#### [TRABAJO PEDIDO]
a - Vuelve a escribir, igual que en el hilo sobre los archivos de configuración en Gentoo, el trozo que empieza con "## alexlm78" y sigue hasta "de 20 mins.".
b - Sigue escribiendo el hilo sobre los archivos de configuración en Gentoo desde donde termina.

#### [TEXTO DADO]
┄┄┄┄┄┄┄┄┄┄┄┄┄┄┄┄┄┄┄┄

# [OT?] Sobre como gentoo maneja los archivos de configuracion

## Cyberstudio

Hola muchachos! 

Yo tengo cierto tiempo ya siendo usuario de linux (4 años quizás), aunque de esos 4, al menos 3 no fueron a fondo. entre las distros que llegue a usar están (En ese mismo orden) 

1)Mandrake 9.2 

2)Mandrake 10.0 

3)Mandrake 10.1 

4)Suse 9.1 

5)Ubuntu (primera versión, 2da y 3era) 

6)Debian sarge 

7)Suse 10 

8)Gentoo 2005.1 

De entre todas esas, con ninguna tenia que manejar los archivos de configuración (al menos que yo recuerde) aun cuando soy un usuario que instala 1000 cosas diferentes y actualiza el sistema todos los jueves en la tarde. no se, pero yo creo que se debería buscar una solución al asunto de los archivos de configuración en gentoo. algo como mas profesional. la solución actual (etc-update) esta bien para 10 o 20 archivos como máximo. pero cuando se te acumulan 170 archivos de configuración (Como cuando acabas de instalar gentoo y haces emerge --update --world) y tienes que hacer etc-update terminas por cansarte y usar la opción -5. 

Yo se que existe otra solución, que de hecho esta como post-it aquí en el foro (creo que se llama dispatch-conf o algo así), pero aun así, no es factible para muchos de nosotros (Al menos para mi) tener que lidiar con 200 archivos de configuración. 

Que creen ustedes??

----------

## Ferdy

Que no habrás probado mucho debian, porque tambien te pide que actualices los FICHEROS de configuración

----------

## alexlm78

Para empezar si dejas que se te acumulen 170 archivos, eso ya es buscarse problemas. 

Segundo, ten en mente que gentoo fue diseñado para ser eficiente y flexible, si quieres algo facil que no requierea mayor esfuerzo, y poco razonamiento usa windows.

Aparte, Si nunca tocaste archivos de confiuracion es Debian, estas seguro que era debian?, digo que lo tuviste instalado que cuention de 20 mins.

┄┄┄┄┄┄┄┄┄┄┄┄┄┄┄┄┄┄┄┄

#### [SECCIÓN DE DATOS]
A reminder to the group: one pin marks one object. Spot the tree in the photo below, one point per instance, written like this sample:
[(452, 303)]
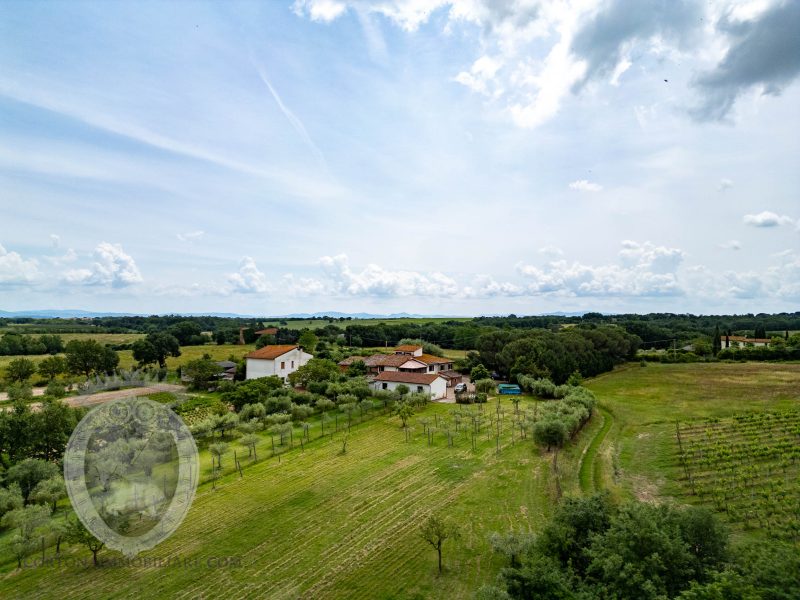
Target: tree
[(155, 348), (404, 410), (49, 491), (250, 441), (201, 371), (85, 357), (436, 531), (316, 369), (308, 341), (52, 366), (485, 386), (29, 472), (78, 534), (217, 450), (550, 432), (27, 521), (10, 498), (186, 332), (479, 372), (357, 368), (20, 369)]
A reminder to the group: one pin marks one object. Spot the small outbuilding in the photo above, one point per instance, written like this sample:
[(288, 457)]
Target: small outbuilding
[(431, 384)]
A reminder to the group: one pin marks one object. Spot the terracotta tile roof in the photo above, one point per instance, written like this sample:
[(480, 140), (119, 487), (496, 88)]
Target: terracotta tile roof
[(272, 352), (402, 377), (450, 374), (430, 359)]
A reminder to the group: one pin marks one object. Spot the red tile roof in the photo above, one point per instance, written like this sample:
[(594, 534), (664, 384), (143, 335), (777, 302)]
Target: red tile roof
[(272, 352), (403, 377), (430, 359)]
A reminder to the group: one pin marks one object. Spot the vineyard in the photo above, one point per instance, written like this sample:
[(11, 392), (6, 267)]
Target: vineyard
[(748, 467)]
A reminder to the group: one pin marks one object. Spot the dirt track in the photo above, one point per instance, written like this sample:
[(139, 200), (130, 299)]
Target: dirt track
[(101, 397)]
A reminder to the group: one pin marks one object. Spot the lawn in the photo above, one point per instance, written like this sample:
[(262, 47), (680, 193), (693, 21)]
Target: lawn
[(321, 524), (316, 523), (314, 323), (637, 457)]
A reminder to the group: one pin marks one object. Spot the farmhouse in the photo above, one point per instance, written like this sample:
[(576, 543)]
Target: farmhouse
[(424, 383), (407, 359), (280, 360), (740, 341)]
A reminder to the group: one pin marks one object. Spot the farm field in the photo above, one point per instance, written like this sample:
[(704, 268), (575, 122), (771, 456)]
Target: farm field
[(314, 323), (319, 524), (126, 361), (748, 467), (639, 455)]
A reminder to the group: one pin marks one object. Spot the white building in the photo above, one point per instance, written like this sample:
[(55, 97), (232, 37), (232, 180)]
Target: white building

┄┄┄┄┄┄┄┄┄┄┄┄┄┄┄┄┄┄┄┄

#### [RESULTADOS]
a -
## alexlm78

Para empezar si dejas que se te acumulen 170 archivos, eso ya es buscarse problemas. 

Segundo, ten en mente que gentoo fue diseñado para ser eficiente y flexible, si quieres algo facil que no requierea mayor esfuerzo, y poco razonamiento usa windows.

Aparte, Si nunca tocaste archivos de confiuracion es Debian, estas seguro que era debian?, digo que lo tuviste instalado que cuention de 20 mins.

b -
Mas en concreto el etc-update, es una herramienta que ayuda en nuestro trabajo con Gentoo, pero no es un sustituto, lo que hago es que los archivos que yo mismo he retocado, simplemente busco cuales son las diferencias o actualizaciones contra el nuevo archivo, si no lo he tocado, lo sobreescribo, pues es porque tengo los default, logico es que pponga los nuevos default.

Eso claro implica un poco de trabajo extra, al revisar archivos y leer alguno que otro man para comprender que es lo que pasa con las nuevas implentenaciones.

Pero, en mi opinion, eso es parte de amor a la camisola, como dicen.

100% gentoomano, 100% linuxero, 100% libre.

Saluditos.

----------

## artic

La verdad no veo el problema por ningun lado,las actualizaciones son asi,el apt-get tb tiene lo suyo .......

----------

## Cyberstudio

Lo de los 170 archivos de configuracion es algo normal. al menos la 1era vez. la prueba??

1)Instala gentoo 2005.1 junto con gnome

2)Conectate a internet y sigue con emerge --sync, luego con emerge --update --world. deja que termine de todo y veras como tienes 170 archivos de configuracion o mas que actualizar.

----------

## tiamat

Puedes probar con esta herramienta, para mi superior a dispatch-conf, cuando tienes muchos archivos que actualizar te autoactualiza los que no hayan tenido mas que cambios triviales (por ejemplo solo cambios en comentarios del archivo), con lo que simplifica mucho el numero de ficheros que tienes que actulizar tu mismo.

Por suspuesto usala con cuidado, aunque a mi todavia no me ha dado ningun problema.

----------

## Lord__Astaroth

Mira... llevaba yo tmb usando mucho tiempo linux y con los asistentes del mandrake... y mira...NO APRENDI NADA...ABSOLUTAMENTE NADA... asi ke me pase a windows...y a gentoo le debo todo mi conocimiento linuxero... además nadie te obliga a instalar gentoo.. instala la distro ke sea la mas adecuada para ti... para eso hay tantas... pero date cuenta de la gran labor educativa que esta haciendo gentoo, ya que con el aprendes usando comandos que antes ni sabias que existian... aprendes xk se tiene ke cargar una cosa y otra no... aprendes a crear tu mismo y a modificar archivos de configuracion a tu gusto y necesidades... en fin...soy un mero usuario... pero en la web de gentoo tienes todas las caracteristicas

----------

## LinuxBlues

A mí no me asustan 170 archivos de configuración por actualizar, me resulta molesto como a todos y las actualizaciones de baselayout me dan grima, pero jamás he tenido el más mínimo problema, sólo es una cuestión de paciencia...

Yo uso Gentoo como hobby, ahora que en el trabajo no la usaría ni loco: apache es un buen ejemplo para explicarlo, en las demás actualizas y a la primera, en Gentoo, la configuración de apache apesta, y siguen esforzándose en mejorarla, pero eso de actualizar, iniciarlo y listo, es y seguirá siendo un sueño bajo gentoo...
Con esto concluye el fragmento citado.